**Page:**
──────────────────────────────

Il ne faut pas parler de pointillisme, souligne Eléonore Lacaille, "un terme que les artistes eux-même rejettent". Même si au départ, ils peignent souvent des points, la touche de Signac notamment va s'élargir, s'allonger, se croiser. "La technique néo-impressionniste est longue et rigoureuse : il faut poser les touches une par une et couleur par couleur. Entre deux couleurs, il faut attendre que la première soit sèche." Un travail impossible à réaliser en plein air. Les néo-impressionnistes travaillent donc en atelier, contrairement aux impressionnistes qui peignent en plein air. Signac cependant aime travailler dehors pour réaliser des études, qu'il retravaille ensuite à l'atelier.
De Saint-Tropez à Venise
Signac peint ses premières toiles néo-impressionnistes au bord de la Seine, près d'Asnières, où il habite, et en Bretagne : des paysages de plus en plus géométriques où il joue avec la lumière sur l'eau. La mort de Seurat en 1891 est un choc pour lui, alors que le mouvement est critiqué de toutes parts. Mais il reprend le flambeau et devient le fer de lance du néo-impressionnisme. Il a la révélation à Saint-Tropez où il tombe amoureux des couleurs et de la lumière du midi. "J'ai là de quoi travailler pendant toute mon existence – c'est le bonheur que je viens de découvrir", écrit-il à sa mère. Saint-Tropez va être son unique sujet pendant cinq ans.
Plus tard, il ira aussi à Venise où, loin de tout réalisme, il peindra des gondoles en violet, San Marco en rouge. "Des œuvres qui vont influencer des artistes d'avant-garde comme Matisse", souligne Eléonore Lacaille.
Des scènes rurales de Pissarro aux forges de Maximilien Luce
Une grande section de l'exposition est consacrée à d'autres artistes du mouvement, qui n'ont fait parfois qu'y passer. Il y a des figures connues comme Pissarro, un des premiers avec Signac à adopter la technique néo-impressionniste, avec des touches particulièrement fines dans des scènes rurales. Mais il s'en détachera assez vite, en raison du temps et du travail qu'elle réclame. Moins connu, Achille Laugé, un artiste audois, peint un arbre en fleur lumineux et vibrant de blanc sur un ciel bleu profond.

──────────────────────────────

**Travail demandé:**
**A)** Répondez aux questions suivantes d'après le texte sur Signac.
(i) En quelle année Seurat meurt-il ?
(ii) Où Signac peint-il ses premières toiles néo-impressionnistes ?
(iii) De quelle couleur Signac peint-il San Marco à Venise ?
**B)** Recopiez le passage du texte sur Signac situé entre « Des scènes rurales de » et « ciel bleu profond. », ces deux bornes comprises.
**C)** Donnez la suite du texte sur Signac à partir de sa dernière phrase.

──────────────────────────────

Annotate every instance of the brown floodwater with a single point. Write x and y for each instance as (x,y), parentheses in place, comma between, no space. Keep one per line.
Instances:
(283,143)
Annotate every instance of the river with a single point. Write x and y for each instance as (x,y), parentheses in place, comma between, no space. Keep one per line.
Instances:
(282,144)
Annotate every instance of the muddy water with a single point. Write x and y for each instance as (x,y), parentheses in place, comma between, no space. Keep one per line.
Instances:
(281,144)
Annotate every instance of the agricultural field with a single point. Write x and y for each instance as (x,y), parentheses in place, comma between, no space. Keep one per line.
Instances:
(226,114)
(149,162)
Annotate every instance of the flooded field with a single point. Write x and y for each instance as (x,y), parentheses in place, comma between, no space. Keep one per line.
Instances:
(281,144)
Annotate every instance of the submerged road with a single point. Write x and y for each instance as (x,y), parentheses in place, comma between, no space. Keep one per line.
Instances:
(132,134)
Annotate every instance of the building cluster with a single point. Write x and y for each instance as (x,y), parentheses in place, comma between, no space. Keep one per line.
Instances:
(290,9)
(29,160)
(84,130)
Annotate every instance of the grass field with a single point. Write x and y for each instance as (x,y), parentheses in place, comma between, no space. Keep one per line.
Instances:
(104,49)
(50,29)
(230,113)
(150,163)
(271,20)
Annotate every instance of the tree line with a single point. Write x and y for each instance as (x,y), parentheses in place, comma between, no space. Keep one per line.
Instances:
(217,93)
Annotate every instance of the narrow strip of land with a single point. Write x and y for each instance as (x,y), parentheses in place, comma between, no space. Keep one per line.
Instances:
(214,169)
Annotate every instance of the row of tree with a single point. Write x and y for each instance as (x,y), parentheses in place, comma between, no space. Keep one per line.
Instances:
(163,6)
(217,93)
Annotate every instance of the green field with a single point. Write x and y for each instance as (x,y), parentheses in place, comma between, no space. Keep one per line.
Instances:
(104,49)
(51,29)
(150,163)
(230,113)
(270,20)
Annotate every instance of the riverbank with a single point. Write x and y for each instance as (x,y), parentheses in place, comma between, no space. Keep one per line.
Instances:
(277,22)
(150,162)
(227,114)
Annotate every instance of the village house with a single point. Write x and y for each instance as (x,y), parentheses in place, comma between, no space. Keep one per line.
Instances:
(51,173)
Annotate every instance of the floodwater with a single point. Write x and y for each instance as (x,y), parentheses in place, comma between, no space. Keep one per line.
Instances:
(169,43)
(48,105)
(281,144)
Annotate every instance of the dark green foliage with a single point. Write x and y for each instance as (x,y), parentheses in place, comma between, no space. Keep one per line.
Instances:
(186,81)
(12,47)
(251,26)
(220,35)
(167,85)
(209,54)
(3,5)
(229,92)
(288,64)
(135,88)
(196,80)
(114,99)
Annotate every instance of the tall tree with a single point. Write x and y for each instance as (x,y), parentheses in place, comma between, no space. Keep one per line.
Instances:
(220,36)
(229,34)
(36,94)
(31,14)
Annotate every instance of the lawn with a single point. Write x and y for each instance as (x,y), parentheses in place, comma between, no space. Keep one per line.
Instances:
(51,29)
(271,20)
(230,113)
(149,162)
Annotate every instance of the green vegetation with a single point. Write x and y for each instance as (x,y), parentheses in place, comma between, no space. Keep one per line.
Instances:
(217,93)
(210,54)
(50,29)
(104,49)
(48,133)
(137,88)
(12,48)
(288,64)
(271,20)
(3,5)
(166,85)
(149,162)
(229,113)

──────────────────────────────

**Corrigés:**
**A)**
(i) En 1891.
(ii) Au bord de la Seine, près d'Asnières, où il habite, et en Bretagne.
(iii) En rouge.

**B)**
Des scènes rurales de Pissarro aux forges de Maximilien Luce
Une grande section de l'exposition est consacrée à d'autres artistes du mouvement, qui n'ont fait parfois qu'y passer. Il y a des figures connues comme Pissarro, un des premiers avec Signac à adopter la technique néo-impressionniste, avec des touches particulièrement fines dans des scènes rurales. Mais il s'en détachera assez vite, en raison du temps et du travail qu'elle réclame. Moins connu, Achille Laugé, un artiste audois, peint un arbre en fleur lumineux et vibrant de blanc sur un ciel bleu profond.

**C)**
Maximilien Luce, proche de Signac pour ses convictions anarchistes, s'intéresse lui au monde populaire, représentant une forge ou un intérieur ouvrier. S'il est le seul à s'intéresser aux thèmes sociaux, il est séduit aussi par la lumières du Midi. Son port de Saint-Tropez est plein de monde, alors que Signac, en pur paysagiste, représente peu de figures humaines, s'intéressant essentiellement à la nature, à l'eau (c'est un fou de mer et de bateau). On verra aussi des néo-impressionnistes belges comme Georges Lemmen ou Théo Van Rysselberghe qui savent rendre la lumière particulière du nord.
Les couleurs de l'aquarelle
L'aquarelle va prendre une part de plus en plus importante dans l'œuvre de Paul Signac. Il s'y met un peu par hasard, quand il arrive à Saint-Tropez en 1892 et qu'il attend son matériel de peintre, raconte Eleonore Lacaille. Au début, l'aquarelle lui sert à travailler sur le motif, et aussi à établir son propre catalogue raisonné, en reprenant ses compositions. Mais petit à petit, ses aquarelles deviennent des œuvres à part entière, qu'il rehausse à la plume.
"À l'aquarelle, il ne divise pas, il ne fait pas des touches, mais là aussi il joue sur les oppositions de couleurs, sur le blanc du papier, pour donner du relief", souligne Eléonore Lacaille. Et il ne mélange jamais ses couleurs sur le papier.
C'est à l'aquarelle que Signac réalise son dernier projet, un projet monumental qui l'occupe pendant trois ans, de 1929 à 1931 : pour Gaston Lévy, le fondateur de Monoprix, l'artiste amoureux de la mer et des bateaux fait un reportage dans une centaine de ports de France du nord au sud. Il peint la variété des ciels et des ambiances, des ports industriels de Saint-Nazaire ou la Ciotat aux petits ports de pêche, de la rade de Toulon sous un ciel d'orage aux couleurs gaies de Villefranche-sur-Mer.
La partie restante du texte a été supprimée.